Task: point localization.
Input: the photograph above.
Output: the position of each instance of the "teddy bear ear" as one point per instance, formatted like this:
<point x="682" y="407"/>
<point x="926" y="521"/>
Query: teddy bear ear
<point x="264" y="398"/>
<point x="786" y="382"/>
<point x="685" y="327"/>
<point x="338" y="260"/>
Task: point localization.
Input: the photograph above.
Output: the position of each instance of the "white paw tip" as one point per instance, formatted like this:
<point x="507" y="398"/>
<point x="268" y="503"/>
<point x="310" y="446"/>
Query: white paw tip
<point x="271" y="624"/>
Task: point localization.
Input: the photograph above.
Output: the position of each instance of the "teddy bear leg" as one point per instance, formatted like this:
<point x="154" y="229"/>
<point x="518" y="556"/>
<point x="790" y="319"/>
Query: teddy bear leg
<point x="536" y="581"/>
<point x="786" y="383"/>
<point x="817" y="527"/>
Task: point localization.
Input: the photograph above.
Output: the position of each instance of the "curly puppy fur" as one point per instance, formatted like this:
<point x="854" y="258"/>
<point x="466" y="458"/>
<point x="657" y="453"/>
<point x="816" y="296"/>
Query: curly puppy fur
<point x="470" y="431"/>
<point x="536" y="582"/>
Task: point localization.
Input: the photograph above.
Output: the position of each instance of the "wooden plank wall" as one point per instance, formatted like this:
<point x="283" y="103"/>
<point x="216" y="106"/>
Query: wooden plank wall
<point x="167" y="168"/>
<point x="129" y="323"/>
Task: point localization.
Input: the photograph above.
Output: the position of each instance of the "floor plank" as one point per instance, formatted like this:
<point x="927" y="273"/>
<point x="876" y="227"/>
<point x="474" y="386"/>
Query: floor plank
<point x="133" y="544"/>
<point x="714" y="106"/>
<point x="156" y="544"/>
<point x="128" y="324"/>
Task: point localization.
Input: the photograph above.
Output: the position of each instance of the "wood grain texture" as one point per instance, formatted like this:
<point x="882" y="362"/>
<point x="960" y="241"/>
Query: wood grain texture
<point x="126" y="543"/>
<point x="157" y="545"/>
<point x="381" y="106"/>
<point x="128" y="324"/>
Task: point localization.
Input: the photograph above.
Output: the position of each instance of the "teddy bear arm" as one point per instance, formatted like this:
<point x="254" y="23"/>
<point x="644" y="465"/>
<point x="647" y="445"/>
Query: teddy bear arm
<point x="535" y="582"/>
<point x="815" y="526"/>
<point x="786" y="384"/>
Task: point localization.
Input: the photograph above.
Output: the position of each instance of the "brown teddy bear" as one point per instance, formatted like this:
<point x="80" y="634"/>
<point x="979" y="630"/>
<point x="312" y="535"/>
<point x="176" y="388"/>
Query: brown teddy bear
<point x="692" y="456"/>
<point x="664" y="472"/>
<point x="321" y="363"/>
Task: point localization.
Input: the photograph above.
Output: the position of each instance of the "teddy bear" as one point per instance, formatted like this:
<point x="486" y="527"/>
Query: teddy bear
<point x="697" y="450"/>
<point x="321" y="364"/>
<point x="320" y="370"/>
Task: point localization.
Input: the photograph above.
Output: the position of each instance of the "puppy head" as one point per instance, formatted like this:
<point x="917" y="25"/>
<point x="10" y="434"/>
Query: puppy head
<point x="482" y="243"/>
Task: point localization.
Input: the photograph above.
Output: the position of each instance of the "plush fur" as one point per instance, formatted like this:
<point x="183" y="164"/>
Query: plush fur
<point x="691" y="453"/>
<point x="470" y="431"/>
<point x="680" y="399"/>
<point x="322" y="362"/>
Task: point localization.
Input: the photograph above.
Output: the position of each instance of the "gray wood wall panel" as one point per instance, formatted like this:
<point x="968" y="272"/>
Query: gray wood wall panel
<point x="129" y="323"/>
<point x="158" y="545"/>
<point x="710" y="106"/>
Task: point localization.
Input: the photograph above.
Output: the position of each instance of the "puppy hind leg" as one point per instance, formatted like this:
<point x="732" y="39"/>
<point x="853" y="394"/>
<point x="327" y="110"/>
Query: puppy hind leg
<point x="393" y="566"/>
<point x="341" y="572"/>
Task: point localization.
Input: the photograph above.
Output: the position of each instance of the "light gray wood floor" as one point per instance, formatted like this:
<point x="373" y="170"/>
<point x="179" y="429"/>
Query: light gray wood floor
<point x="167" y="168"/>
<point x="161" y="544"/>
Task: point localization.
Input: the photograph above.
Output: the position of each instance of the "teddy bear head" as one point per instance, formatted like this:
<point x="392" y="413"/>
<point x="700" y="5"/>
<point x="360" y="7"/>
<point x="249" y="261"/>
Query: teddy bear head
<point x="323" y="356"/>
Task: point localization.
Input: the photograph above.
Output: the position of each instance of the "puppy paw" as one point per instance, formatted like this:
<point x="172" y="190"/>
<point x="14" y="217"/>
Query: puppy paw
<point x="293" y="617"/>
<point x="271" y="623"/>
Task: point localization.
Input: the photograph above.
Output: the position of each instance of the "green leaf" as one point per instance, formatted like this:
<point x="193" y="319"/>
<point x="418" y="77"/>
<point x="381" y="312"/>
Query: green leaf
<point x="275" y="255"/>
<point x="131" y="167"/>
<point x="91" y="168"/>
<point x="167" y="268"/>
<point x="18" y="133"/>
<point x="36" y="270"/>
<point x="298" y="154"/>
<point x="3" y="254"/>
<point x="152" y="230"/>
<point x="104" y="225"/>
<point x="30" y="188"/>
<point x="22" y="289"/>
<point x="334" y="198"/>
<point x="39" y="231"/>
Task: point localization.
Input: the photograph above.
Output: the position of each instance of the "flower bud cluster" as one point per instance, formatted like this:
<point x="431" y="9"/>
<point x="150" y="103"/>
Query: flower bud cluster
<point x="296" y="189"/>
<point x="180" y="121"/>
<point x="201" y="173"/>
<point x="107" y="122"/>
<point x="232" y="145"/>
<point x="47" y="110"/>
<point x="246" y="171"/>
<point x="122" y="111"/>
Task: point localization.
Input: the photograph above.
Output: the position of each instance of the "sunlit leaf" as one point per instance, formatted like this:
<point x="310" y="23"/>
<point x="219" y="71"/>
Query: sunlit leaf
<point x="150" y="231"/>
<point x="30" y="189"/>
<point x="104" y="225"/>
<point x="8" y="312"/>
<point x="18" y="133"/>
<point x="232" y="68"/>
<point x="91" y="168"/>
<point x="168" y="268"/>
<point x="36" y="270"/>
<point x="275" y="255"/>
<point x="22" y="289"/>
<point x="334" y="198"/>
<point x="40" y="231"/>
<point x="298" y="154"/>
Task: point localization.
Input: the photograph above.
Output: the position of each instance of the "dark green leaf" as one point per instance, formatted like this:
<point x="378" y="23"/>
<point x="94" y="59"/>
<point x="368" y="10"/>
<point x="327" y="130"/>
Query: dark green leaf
##########
Required task | List every line of the items above that contains the string "sunlit", treating uppercase and lowercase as different.

Task solution |
Output: the position of each instance of the "sunlit leaf" as one point per instance, formatted like this:
Query: sunlit leaf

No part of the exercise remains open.